> _Problem description_
Transcribe the listing word for word.

> _Extracted material_
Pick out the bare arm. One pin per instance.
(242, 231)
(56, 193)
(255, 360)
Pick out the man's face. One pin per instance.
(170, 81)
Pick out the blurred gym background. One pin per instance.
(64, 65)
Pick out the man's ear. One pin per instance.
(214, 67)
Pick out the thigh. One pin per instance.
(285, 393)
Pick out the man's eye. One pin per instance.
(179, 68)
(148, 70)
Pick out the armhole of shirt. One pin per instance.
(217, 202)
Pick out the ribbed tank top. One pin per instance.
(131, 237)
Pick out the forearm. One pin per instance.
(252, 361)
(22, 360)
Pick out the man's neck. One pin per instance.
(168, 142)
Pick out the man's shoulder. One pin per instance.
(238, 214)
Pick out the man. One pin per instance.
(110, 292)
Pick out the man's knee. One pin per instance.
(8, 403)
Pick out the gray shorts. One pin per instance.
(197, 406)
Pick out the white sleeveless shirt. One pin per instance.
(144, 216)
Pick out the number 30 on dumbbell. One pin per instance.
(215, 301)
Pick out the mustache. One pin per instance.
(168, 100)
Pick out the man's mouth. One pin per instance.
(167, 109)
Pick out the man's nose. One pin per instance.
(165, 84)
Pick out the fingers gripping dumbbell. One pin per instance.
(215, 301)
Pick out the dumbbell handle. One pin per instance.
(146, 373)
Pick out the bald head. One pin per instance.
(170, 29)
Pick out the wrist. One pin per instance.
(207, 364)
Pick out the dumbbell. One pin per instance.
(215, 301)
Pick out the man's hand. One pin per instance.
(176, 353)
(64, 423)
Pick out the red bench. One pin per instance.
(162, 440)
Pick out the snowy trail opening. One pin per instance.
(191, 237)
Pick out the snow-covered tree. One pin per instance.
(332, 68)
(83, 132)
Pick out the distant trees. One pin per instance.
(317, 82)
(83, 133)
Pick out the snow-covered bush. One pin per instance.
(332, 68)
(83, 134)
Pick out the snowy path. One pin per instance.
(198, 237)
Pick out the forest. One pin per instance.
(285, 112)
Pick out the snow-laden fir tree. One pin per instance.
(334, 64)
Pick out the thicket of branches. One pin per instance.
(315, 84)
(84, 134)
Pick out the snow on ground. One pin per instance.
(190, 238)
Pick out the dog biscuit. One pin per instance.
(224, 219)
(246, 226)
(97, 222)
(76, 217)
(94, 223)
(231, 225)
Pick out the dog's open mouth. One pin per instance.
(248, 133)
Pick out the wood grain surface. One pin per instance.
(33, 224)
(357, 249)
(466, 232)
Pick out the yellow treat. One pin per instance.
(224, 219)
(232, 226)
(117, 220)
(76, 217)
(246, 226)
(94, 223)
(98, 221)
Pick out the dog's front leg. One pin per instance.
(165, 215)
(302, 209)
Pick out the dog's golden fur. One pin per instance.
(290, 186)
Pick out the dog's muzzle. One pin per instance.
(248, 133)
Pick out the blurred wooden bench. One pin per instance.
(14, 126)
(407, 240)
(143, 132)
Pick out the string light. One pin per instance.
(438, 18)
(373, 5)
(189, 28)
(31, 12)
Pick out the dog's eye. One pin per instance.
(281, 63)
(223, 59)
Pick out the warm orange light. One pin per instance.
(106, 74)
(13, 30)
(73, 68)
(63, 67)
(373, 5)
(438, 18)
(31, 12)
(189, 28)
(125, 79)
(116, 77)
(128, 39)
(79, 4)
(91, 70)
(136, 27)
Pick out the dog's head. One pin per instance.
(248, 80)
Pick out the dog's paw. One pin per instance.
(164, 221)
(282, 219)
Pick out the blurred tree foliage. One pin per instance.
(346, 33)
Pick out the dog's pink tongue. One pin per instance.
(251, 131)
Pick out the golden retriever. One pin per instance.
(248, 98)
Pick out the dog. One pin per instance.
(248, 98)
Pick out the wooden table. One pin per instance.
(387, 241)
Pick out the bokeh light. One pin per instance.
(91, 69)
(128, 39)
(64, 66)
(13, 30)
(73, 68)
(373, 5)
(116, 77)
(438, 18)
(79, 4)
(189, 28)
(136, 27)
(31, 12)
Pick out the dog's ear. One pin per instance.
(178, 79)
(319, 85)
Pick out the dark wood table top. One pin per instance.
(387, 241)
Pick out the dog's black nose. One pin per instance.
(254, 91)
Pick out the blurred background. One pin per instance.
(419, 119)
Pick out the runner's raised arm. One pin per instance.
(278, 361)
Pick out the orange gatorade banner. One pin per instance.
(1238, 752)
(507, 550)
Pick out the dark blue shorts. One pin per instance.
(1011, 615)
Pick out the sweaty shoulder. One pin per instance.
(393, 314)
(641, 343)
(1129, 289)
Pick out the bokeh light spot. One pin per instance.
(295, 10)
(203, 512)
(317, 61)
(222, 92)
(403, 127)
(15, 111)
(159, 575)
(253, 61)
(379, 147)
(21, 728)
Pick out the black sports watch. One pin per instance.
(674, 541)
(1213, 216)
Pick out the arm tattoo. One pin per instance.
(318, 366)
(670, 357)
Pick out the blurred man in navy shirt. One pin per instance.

> _Output for this exercise_
Pick out the bare arm. One pin per instance.
(242, 231)
(56, 193)
(255, 360)
Pick out the man's face. One pin per instance.
(170, 81)
Pick out the blurred gym background. One pin per instance.
(64, 65)
Pick out the man's ear. One pin per instance.
(214, 67)
Pick out the thigh. One pin per instance.
(285, 393)
Pick out the man's eye. One pin per instance.
(179, 68)
(148, 70)
Pick out the armhole of shirt. One pin per instance.
(217, 202)
Pick out the ribbed tank top. One pin per instance.
(131, 237)
Pick out the forearm. One pin per instance.
(252, 361)
(22, 360)
Pick out the man's neck. One pin per instance.
(168, 142)
Pick out the man's shoulder. One pin per instance.
(238, 214)
Pick out the man. One pin per instance.
(110, 292)
Pick out the man's knee. One pin per instance.
(8, 403)
Pick out the gray shorts. One pin per instance.
(197, 406)
Pick out the white sleeveless shirt. One pin per instance.
(144, 216)
Pick out the number 30 on dumbbell. One pin per instance.
(215, 301)
Pick out the mustache. One pin per instance.
(168, 100)
Pick out the man's mouth. One pin per instance.
(167, 109)
Pick out the man's nose. One pin per instance.
(165, 84)
Pick out the fingers gripping dumbbell. One pin per instance.
(215, 301)
Pick out the dumbbell handle. One pin per instance.
(146, 373)
Pick out the bald head. One pin per instance.
(170, 29)
Pick out the wrist. One pin per instance.
(207, 364)
Pick out the dumbbell. One pin per instance.
(215, 301)
Pick out the man's hand. One pin per instance.
(176, 353)
(64, 423)
Pick out the red bench. One pin per instance.
(162, 440)
Pick out the snowy trail opening. One pin per instance.
(191, 237)
Pick out the snow-covered tree. One pin per instance.
(332, 68)
(83, 132)
Pick out the distant trees. One pin per instance.
(317, 82)
(83, 133)
Pick out the snow-covered bush. One pin per instance.
(332, 68)
(83, 134)
Pick out the snowy path. One pin per instance.
(198, 237)
Pick out the forest. One pin per instance.
(285, 112)
Pick out the snow-laden fir tree. One pin per instance.
(334, 64)
Pick out the thicket of branches. One pin per instance.
(315, 84)
(84, 134)
Pick out the snow on ground. One pin per instance.
(190, 238)
Pick out the dog biscuit. One pin per instance.
(224, 219)
(246, 226)
(97, 222)
(76, 217)
(94, 223)
(231, 225)
Pick out the dog's open mouth. One pin per instance.
(248, 133)
Pick out the wood grain surface. One pin per instance.
(33, 224)
(357, 249)
(466, 232)
Pick out the yellow treat. One pin per instance.
(224, 219)
(232, 226)
(117, 220)
(76, 217)
(246, 226)
(94, 223)
(98, 221)
Pick out the dog's front leg. One pin per instance.
(165, 215)
(302, 209)
Pick out the dog's golden fur. One pin per instance.
(290, 186)
Pick out the dog's muzzle. One pin per instance.
(248, 133)
Pick out the blurred wooden bench. One pin per instance.
(14, 126)
(407, 240)
(143, 132)
Pick out the string light. One pin per instance.
(438, 18)
(373, 5)
(189, 28)
(31, 12)
Pick out the dog's eye. One pin per instance.
(281, 63)
(223, 59)
Pick out the warm orange light. One pin per instance.
(106, 74)
(13, 30)
(73, 68)
(63, 67)
(373, 5)
(438, 18)
(31, 12)
(189, 28)
(125, 79)
(116, 77)
(128, 39)
(79, 4)
(91, 70)
(136, 27)
Pick out the dog's head. One pin per instance.
(248, 80)
Pick out the dog's paw. One pin per instance.
(164, 221)
(282, 219)
Pick out the blurred tree foliage. One pin per instance.
(346, 33)
Pick out the dog's pink tongue. One pin per instance.
(251, 131)
Pick out the golden retriever. One pin per instance.
(248, 98)
Pick out the dog. One pin per instance.
(248, 98)
Pick out the wooden table. One pin per instance.
(387, 241)
Pick out the bokeh light. One pin per instance.
(91, 69)
(128, 39)
(64, 66)
(13, 30)
(73, 68)
(373, 5)
(116, 77)
(438, 18)
(79, 4)
(189, 28)
(136, 27)
(31, 12)
Pick out the dog's ear. One pin per instance.
(178, 79)
(319, 85)
Pick out the dark wood table top. One pin per instance.
(387, 241)
Pick out the dog's black nose. One pin per instance.
(254, 91)
Pick out the blurred background. One pin per instance.
(419, 119)
Pick out the runner's raised arm. One pin per instance.
(278, 361)
Pick out the orange gatorade banner. One pin per instance.
(1238, 752)
(507, 550)
Pick out the dark blue shorts. One pin per instance.
(1011, 615)
Pick out the sweaty shoulder. One pin per instance.
(393, 314)
(641, 343)
(1129, 289)
Pick out the bokeh light spot. One pin per instance.
(295, 10)
(203, 512)
(317, 61)
(222, 92)
(403, 127)
(15, 111)
(159, 575)
(253, 61)
(379, 147)
(21, 728)
Pick out the black sports watch. One pin per instance.
(674, 541)
(1213, 216)
Pick out the arm tattoo. One pin per instance.
(318, 366)
(670, 357)
Pick out the blurred man in navy shirt. One pin per instance.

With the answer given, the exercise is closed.